> **PROVIDED PASSAGE**:
* Begin *

31      By letter of 25 June 2001, the applicant in Case T-214/01 reiterated its request to the hearing officer for the objections not to be transmitted and asked to be informed of further developments in the proceeding.

32      By letter dated 25 June 2001, the applicant in Case T-213/01 asked the Commission to clarify the situation in the case, inviting it inter alia to take a decision against which an action could be brought.

 Contested decision in Case T-214/01

33      By letter of 25 July 2001, the hearing officer adopted the decision closing, in regard to the applicant in Case T-214/01, the procedure relating to the transmission of the statements of objections of 10 September 1999 and of 21 November 2000 to the FPÖ (‘the contested decision in Case T‑214/01’). That letter reads as follows:

‘Further to your letter [of 25 June 2001], I have re-examined the case and its possible legal consequences. I have summarised the findings of that examination as follows:

1. I uphold my previous view regarding the FPÖ’s right to make an application. A final decision has already been made on this matter by Mr Van Miert and Mr Monti in 1999. I do not think that their decision – which is a measure of organisation of procedure – is a decision against which an isolated action could be brought, but is at the very most contestable only in an action brought against the Commission’s decision to close the main proceedings.

* End *

> **SUPPLIED DATA**:
* Begin *

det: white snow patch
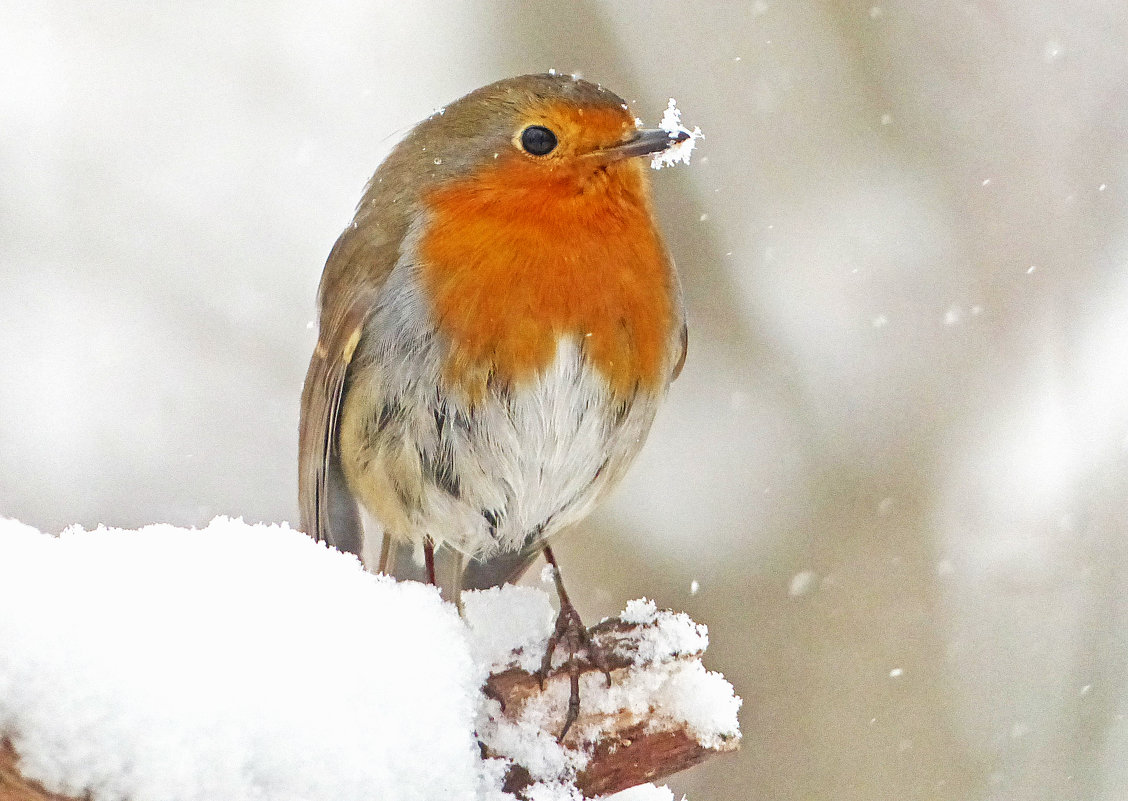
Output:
[650,97,705,169]
[462,586,556,672]
[0,518,741,801]
[0,519,487,801]
[603,784,686,801]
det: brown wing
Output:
[298,186,406,553]
[298,288,371,545]
[670,323,689,381]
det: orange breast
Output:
[420,158,675,399]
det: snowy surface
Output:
[0,518,739,801]
[0,519,481,801]
[650,97,705,169]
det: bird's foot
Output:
[537,599,611,742]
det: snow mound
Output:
[0,518,740,801]
[0,519,483,801]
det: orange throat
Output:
[420,159,675,401]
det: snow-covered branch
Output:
[0,519,740,801]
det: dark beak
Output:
[596,129,689,161]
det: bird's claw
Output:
[537,604,611,742]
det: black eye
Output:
[521,125,556,156]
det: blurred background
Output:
[0,0,1128,801]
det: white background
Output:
[0,0,1128,801]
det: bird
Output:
[299,73,688,731]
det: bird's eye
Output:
[521,125,556,156]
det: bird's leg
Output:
[416,537,439,587]
[537,545,611,741]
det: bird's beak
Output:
[593,127,689,161]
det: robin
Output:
[299,73,687,737]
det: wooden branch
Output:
[0,619,740,801]
[482,618,740,799]
[0,740,70,801]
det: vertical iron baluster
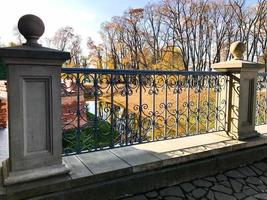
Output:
[206,75,211,133]
[176,75,180,137]
[224,76,229,131]
[138,74,143,143]
[109,74,115,148]
[263,74,267,124]
[255,76,261,125]
[186,75,191,135]
[76,73,81,153]
[196,75,201,134]
[163,75,168,139]
[125,75,129,145]
[94,73,98,150]
[152,74,156,141]
[215,76,219,131]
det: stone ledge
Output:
[1,127,267,200]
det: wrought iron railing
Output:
[61,68,229,154]
[256,73,267,125]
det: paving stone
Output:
[230,180,243,192]
[246,183,259,192]
[207,191,215,200]
[250,165,263,175]
[243,186,257,196]
[120,159,267,200]
[159,186,184,197]
[214,192,236,200]
[181,183,195,192]
[234,192,247,199]
[216,174,227,181]
[244,197,257,200]
[192,188,207,199]
[186,195,196,200]
[259,176,267,185]
[225,170,246,178]
[205,176,217,182]
[257,185,267,192]
[211,185,233,194]
[254,193,267,200]
[125,195,147,200]
[254,162,267,172]
[220,181,232,188]
[145,191,159,198]
[193,179,212,187]
[238,166,257,176]
[164,197,183,200]
[246,177,262,185]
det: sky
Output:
[0,0,160,51]
[0,0,256,54]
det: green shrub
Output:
[0,60,7,80]
[63,112,119,153]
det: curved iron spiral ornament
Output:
[61,68,230,154]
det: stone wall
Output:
[61,94,86,130]
[0,81,7,128]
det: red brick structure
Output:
[61,94,86,130]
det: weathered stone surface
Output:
[239,167,257,176]
[193,180,212,187]
[216,174,227,181]
[181,183,195,192]
[243,187,257,196]
[254,162,267,172]
[246,177,262,185]
[192,188,207,199]
[214,192,236,200]
[145,191,159,198]
[207,191,215,200]
[254,193,267,199]
[159,186,184,197]
[234,192,247,199]
[211,185,233,194]
[230,180,243,192]
[250,165,263,175]
[126,195,147,200]
[225,170,245,178]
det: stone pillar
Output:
[212,42,264,140]
[0,15,70,185]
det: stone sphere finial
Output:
[230,41,246,60]
[18,14,45,46]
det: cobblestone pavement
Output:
[123,159,267,200]
[0,129,8,166]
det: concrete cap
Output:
[230,41,246,60]
[0,14,70,64]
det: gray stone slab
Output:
[63,156,93,179]
[77,151,131,175]
[110,147,162,172]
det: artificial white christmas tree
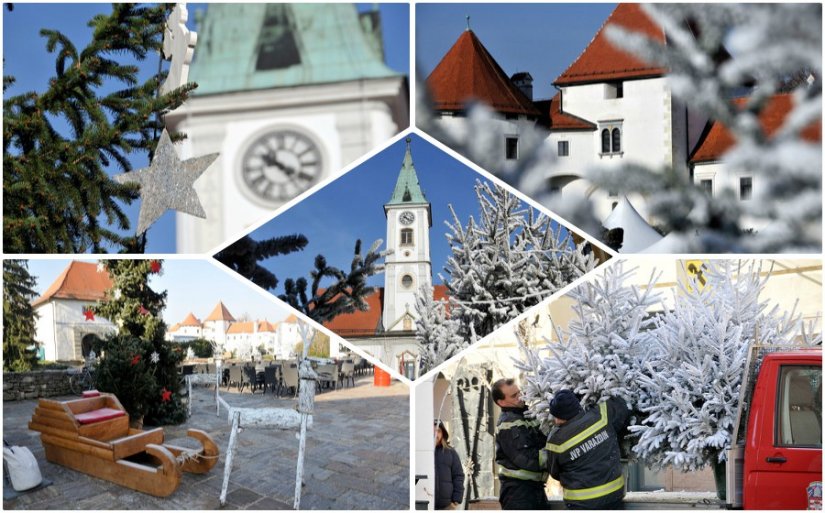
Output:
[630,260,816,471]
[440,181,596,341]
[516,261,659,429]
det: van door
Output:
[745,362,822,509]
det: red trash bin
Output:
[372,365,392,387]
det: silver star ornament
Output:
[112,129,220,235]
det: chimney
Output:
[510,71,533,101]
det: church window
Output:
[255,4,301,71]
[739,176,753,201]
[602,128,610,153]
[504,137,518,160]
[599,121,622,157]
[604,81,624,100]
[401,228,413,246]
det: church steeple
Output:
[382,137,433,331]
[384,137,432,226]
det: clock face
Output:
[240,130,323,205]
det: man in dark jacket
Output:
[542,390,629,509]
[492,379,548,509]
[434,421,464,509]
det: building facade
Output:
[324,138,446,379]
[32,262,117,361]
[166,4,409,253]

* End *

> **EXERCISES TO COMPLETE**:
#1 Retype the judgment excerpt from "31      By letter of" up to and including "in the proceeding.".
#2 Answer these questions about the judgment excerpt:
(a) On what date did the hearing officer adopt the decision closing the procedure for the applicant in Case T-214/01?
(b) In its letter of 25 June 2001, what did the applicant in Case T-213/01 ask the Commission to clarify?
(c) Who made the final decision on the FPÖ's right to make an application, and in what year?
The listing comes from a separate source and has no connection to the judgment excerpt.

> **EXERCISE RESULTS**:
#1
31      By letter of 25 June 2001, the applicant in Case T-214/01 reiterated its request to the hearing officer for the objections not to be transmitted and asked to be informed of further developments in the proceeding.

#2
(a) 25 July 2001.
(b) The situation in the case.
(c) Mr Van Miert and Mr Monti, in 1999.